DATA SHOWN.
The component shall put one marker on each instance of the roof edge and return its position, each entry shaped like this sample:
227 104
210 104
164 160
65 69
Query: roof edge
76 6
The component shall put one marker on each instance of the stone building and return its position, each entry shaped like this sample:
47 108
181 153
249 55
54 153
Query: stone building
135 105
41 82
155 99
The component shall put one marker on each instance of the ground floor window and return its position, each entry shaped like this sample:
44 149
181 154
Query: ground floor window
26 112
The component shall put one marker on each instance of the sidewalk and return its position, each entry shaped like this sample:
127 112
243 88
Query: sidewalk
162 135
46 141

---

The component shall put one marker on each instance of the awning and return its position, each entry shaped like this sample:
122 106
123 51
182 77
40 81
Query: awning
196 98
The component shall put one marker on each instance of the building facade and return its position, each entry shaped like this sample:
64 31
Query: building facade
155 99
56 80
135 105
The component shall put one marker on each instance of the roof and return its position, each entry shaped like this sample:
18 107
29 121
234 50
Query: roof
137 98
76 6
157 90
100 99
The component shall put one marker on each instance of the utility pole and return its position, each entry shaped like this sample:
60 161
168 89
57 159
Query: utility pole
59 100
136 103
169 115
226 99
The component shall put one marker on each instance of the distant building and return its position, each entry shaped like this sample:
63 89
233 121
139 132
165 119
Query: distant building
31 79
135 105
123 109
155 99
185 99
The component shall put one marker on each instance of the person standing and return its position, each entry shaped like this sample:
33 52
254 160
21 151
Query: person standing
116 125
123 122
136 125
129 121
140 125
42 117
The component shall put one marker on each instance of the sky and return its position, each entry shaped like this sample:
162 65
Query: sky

WHAT YOU WILL DO. Which lines above contain the string "ground"? Return each of them in full.

RESPONSE TO THE TASK.
The component shall put one marker on each instance of the ground floor window and return its position, each entry shaped like this sample:
Query: ground floor window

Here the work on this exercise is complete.